YOUR ASSIGNMENT: Lines from the one containing "Expected behaviour: for every instance of the green jersey" through the final line of the entries below: reproduce them exactly, all of them and only them.

Dataset entries:
▬▬▬

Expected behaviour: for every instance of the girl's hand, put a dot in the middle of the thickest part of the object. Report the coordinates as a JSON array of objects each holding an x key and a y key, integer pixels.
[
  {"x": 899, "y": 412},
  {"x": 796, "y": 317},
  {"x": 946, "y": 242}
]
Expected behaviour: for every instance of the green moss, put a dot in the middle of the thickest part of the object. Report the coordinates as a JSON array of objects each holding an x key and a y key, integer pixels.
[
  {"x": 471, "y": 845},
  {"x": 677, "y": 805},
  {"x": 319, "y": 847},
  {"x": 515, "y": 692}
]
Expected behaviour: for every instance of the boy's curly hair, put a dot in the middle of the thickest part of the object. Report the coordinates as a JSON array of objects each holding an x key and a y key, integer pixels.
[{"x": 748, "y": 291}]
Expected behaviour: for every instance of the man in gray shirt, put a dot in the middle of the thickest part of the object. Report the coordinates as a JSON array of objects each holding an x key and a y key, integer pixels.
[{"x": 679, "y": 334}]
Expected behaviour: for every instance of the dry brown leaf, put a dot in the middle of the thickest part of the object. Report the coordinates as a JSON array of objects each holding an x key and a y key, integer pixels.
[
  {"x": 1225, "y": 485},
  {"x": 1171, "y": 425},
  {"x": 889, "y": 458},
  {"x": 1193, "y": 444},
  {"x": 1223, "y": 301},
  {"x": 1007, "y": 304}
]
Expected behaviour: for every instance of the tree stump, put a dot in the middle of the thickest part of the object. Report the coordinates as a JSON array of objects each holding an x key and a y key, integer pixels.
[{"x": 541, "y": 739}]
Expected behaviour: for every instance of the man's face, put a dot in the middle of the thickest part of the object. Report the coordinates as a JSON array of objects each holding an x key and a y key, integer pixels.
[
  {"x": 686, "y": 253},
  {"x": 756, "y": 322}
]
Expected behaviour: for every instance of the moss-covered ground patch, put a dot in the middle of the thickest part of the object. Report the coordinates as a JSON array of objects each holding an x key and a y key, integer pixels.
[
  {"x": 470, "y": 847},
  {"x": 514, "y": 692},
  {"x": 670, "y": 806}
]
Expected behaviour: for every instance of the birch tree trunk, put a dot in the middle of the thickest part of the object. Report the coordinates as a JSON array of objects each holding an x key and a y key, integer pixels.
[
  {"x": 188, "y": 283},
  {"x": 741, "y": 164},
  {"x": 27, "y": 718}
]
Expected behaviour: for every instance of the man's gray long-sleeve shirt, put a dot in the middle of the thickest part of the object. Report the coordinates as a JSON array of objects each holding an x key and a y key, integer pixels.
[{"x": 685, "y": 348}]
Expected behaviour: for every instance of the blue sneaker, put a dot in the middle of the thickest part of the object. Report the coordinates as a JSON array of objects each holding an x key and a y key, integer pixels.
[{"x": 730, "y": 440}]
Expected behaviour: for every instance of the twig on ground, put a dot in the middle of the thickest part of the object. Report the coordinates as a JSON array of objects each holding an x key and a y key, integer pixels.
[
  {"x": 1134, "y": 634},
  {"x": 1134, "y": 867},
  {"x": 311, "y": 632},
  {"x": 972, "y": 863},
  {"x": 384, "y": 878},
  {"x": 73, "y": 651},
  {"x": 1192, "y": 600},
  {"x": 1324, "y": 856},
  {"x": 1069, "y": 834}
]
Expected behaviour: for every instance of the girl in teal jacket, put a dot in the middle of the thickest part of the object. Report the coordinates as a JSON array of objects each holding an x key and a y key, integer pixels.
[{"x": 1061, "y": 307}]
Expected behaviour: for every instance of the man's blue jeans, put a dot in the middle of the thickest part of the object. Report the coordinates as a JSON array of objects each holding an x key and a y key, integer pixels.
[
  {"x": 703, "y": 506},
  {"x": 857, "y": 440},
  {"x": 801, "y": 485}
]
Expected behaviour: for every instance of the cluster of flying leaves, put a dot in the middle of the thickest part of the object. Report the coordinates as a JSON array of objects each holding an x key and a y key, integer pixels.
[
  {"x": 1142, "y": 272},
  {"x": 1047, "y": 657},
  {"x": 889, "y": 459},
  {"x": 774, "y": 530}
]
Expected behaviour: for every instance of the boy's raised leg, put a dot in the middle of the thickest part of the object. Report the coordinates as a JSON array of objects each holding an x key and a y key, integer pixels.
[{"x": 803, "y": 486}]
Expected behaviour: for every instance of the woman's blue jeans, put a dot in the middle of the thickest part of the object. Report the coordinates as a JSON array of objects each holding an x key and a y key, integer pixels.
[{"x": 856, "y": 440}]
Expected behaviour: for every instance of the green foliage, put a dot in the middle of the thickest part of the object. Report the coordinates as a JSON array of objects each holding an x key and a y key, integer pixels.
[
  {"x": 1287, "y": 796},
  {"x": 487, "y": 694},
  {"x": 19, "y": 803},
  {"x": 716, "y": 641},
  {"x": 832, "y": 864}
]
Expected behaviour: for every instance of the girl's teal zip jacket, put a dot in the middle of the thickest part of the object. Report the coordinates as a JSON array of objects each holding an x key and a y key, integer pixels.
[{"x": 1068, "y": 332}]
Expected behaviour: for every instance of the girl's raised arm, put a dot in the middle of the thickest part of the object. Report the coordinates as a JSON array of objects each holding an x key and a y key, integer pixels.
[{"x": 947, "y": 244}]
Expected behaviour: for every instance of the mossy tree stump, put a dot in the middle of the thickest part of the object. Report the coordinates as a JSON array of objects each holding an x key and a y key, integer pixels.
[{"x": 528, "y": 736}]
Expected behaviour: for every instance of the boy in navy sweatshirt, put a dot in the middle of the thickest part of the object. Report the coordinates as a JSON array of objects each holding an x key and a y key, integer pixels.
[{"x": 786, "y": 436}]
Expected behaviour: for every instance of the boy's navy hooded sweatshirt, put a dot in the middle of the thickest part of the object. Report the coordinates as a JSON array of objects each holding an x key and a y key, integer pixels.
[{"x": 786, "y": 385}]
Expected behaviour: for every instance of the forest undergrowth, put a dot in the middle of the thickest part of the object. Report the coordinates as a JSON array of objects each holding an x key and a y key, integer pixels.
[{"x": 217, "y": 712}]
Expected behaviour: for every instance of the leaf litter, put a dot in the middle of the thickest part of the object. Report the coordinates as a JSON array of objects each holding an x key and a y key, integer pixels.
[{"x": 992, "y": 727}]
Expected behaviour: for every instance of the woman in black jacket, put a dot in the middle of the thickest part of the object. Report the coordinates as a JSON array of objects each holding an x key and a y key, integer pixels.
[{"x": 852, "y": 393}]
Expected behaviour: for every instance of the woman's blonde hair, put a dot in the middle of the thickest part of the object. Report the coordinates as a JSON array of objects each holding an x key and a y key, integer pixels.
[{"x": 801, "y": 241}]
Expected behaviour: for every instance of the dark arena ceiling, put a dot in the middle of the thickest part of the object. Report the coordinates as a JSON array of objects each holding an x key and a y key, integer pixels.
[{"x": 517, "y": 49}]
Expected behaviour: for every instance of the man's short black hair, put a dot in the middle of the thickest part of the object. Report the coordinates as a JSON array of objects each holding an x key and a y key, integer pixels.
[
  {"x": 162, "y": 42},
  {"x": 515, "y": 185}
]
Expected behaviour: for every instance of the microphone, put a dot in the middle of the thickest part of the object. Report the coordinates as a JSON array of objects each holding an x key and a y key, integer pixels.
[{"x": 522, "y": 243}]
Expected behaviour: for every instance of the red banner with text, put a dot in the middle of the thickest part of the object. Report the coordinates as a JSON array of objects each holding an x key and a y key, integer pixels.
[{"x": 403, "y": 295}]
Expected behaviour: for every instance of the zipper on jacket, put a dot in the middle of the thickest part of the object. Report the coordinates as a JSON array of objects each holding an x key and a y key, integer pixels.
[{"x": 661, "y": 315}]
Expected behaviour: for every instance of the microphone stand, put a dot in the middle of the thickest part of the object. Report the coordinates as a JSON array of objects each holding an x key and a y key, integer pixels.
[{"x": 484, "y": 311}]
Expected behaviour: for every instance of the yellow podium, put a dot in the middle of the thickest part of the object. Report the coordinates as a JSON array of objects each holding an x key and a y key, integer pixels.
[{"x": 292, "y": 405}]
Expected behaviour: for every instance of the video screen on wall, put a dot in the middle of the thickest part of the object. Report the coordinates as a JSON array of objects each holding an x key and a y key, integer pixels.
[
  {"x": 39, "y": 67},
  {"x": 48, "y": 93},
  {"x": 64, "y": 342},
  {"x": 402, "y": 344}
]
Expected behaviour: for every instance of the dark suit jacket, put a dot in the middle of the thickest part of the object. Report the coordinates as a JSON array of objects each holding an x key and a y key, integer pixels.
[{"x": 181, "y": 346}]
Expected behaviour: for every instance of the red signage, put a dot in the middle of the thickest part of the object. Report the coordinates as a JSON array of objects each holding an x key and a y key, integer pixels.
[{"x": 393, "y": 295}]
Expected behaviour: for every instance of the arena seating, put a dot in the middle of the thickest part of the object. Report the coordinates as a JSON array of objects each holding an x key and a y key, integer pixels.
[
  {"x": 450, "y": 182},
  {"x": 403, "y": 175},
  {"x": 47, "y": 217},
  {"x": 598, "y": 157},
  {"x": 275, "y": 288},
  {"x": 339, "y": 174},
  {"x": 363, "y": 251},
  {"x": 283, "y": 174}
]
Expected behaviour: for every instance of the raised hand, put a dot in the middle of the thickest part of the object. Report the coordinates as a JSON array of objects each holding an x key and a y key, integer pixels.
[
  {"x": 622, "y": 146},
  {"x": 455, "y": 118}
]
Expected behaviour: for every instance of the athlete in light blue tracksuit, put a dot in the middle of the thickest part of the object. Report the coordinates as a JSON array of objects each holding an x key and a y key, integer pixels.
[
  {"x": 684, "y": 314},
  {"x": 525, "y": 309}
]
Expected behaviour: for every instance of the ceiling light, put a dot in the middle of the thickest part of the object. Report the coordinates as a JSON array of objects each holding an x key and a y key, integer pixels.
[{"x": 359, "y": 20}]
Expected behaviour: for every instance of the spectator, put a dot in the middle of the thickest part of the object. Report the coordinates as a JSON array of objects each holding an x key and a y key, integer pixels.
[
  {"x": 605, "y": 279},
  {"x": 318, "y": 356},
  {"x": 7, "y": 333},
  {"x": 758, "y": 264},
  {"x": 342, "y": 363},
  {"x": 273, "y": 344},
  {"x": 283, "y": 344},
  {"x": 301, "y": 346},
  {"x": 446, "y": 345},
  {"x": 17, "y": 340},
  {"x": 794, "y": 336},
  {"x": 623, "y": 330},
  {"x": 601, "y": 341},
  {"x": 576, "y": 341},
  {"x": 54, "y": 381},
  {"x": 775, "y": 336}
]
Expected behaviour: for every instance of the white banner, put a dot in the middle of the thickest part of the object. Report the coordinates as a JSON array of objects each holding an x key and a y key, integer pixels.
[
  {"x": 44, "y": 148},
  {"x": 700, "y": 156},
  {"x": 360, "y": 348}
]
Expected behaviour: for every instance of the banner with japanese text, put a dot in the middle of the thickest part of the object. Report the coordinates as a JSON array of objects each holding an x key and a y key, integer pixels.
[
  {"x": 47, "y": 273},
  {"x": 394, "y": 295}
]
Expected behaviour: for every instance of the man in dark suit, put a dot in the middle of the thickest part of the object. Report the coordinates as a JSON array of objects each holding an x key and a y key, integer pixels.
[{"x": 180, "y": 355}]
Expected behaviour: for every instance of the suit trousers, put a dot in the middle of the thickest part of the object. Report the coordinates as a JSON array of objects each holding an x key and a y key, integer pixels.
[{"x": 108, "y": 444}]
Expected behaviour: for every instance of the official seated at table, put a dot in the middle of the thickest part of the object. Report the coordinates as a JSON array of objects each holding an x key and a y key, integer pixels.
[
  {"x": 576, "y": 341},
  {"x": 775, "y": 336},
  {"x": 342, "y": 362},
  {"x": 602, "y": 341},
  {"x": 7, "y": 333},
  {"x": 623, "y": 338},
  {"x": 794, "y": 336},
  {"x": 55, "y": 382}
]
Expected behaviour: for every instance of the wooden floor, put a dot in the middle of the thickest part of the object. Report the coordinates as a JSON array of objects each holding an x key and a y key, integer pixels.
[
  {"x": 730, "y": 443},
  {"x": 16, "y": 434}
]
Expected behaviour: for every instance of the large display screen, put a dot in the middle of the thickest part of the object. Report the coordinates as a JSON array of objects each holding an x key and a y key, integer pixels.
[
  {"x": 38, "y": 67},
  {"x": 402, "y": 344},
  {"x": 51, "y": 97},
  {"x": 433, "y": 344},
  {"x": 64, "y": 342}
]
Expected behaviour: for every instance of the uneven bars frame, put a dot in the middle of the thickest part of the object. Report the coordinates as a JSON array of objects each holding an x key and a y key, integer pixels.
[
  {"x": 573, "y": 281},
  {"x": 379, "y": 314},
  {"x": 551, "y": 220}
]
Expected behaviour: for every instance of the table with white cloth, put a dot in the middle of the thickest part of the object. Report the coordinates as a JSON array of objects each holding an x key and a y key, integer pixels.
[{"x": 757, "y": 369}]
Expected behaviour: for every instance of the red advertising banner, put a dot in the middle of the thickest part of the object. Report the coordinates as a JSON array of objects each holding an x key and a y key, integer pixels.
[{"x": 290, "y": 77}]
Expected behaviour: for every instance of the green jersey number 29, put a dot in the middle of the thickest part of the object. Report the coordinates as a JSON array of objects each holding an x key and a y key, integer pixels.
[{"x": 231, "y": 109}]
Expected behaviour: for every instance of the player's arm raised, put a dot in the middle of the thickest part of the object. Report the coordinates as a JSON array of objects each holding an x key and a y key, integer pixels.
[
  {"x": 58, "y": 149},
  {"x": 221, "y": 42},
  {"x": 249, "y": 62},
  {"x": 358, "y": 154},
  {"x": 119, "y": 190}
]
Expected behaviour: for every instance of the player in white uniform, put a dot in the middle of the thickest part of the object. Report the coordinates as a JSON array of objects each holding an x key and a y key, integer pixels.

▬▬▬

EXERCISE OUTPUT:
Expected behaviour: for every instance of the green jersey number 29, put a dot in the middle of the thickest part of the object. Report the coordinates as a JSON array of objects each holding an x key and a y key, integer pixels.
[{"x": 231, "y": 109}]
Expected behaviour: for every instance of the player's arm raised, put a dot in the middle of the thickest part of the object. Report the coordinates as a JSON array of objects each holding an x key and a y key, integer pixels.
[
  {"x": 58, "y": 149},
  {"x": 221, "y": 42},
  {"x": 249, "y": 62},
  {"x": 358, "y": 154},
  {"x": 119, "y": 190}
]
Expected behaviour: for every instance of the player in white uniform, put a dot in the middle of the thickest part of the object. Report the coordinates as a JSON array of objects each holding an x key and a y key, integer pixels.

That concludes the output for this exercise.